* [Requirement]:
Among the entries below, please repeat exactly and only the lines from the line containing "point(355, 377)" to the line containing "Could you spot the ceiling light", both lines included.

(Referring expression pointing data)
+---+

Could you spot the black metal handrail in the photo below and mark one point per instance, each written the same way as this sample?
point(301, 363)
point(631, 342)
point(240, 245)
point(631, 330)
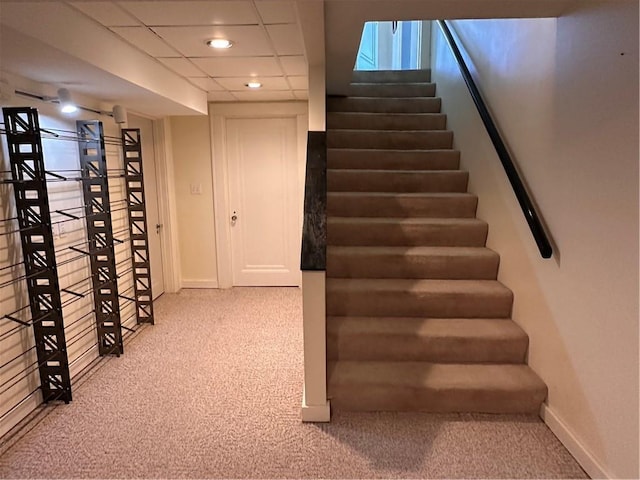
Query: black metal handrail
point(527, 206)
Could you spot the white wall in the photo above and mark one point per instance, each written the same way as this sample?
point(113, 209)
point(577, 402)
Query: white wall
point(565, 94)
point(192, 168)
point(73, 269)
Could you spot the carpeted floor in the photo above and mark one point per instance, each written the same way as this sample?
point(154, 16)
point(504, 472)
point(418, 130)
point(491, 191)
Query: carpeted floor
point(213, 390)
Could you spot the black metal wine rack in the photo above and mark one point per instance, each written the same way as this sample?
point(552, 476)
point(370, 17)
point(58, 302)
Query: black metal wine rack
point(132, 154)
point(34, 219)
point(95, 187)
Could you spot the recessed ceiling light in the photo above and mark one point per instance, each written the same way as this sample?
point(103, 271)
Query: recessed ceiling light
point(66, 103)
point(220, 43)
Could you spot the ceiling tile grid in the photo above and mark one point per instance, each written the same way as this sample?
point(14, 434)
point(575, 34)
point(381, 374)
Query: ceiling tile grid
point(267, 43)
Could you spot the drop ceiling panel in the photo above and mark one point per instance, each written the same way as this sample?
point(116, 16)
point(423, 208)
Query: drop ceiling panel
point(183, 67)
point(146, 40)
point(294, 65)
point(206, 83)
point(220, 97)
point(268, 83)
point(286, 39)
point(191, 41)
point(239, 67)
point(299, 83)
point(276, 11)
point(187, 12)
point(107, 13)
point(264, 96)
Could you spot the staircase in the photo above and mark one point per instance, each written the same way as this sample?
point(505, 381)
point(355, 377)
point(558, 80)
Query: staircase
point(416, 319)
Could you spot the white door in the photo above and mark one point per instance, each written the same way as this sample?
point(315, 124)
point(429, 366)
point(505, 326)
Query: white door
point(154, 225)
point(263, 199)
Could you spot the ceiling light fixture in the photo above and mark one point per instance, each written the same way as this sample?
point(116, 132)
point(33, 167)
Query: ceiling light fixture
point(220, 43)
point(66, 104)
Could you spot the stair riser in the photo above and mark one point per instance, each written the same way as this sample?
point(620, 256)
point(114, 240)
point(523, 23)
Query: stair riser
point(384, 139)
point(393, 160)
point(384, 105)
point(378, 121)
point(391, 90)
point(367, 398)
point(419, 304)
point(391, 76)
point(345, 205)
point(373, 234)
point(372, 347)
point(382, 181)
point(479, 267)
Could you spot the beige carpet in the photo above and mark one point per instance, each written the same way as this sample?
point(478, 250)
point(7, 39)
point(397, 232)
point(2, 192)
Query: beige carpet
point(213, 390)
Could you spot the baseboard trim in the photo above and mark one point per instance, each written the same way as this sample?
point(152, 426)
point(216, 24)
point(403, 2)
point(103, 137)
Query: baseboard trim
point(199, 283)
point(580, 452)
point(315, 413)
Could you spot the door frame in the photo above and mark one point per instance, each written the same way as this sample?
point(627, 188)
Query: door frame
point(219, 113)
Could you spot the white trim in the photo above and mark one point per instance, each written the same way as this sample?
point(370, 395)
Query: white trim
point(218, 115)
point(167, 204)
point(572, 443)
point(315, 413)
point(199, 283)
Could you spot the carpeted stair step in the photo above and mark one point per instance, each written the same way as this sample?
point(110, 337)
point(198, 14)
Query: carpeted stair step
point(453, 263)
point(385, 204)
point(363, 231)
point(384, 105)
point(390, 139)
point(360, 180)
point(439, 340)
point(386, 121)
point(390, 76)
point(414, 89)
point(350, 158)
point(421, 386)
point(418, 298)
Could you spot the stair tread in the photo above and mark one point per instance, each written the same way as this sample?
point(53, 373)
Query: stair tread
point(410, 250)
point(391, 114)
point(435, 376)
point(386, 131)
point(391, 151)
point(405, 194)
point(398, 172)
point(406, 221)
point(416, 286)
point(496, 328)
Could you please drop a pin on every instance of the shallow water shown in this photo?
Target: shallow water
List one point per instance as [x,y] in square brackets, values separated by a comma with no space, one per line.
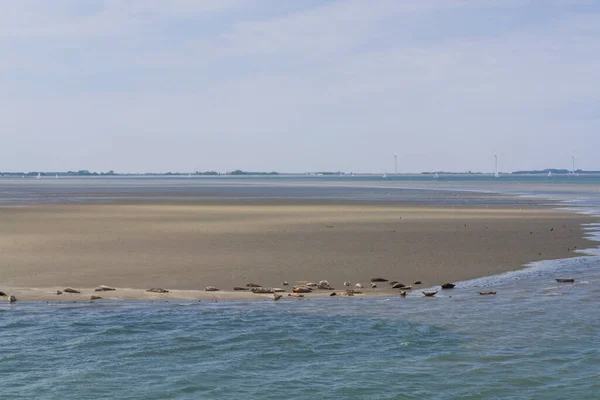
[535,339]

+---+

* [Answer area]:
point(355, 377)
point(558, 80)
Query: staircase
point(416, 319)
Could you spot the white door in the photo above and mark one point per instance, each written the same way as this sample?
point(315, 124)
point(429, 366)
point(505, 326)
Query: white door
point(154, 225)
point(263, 199)
Could you spot the ceiling light fixture in the photo above and mark one point per instance, each written the same way as this sample?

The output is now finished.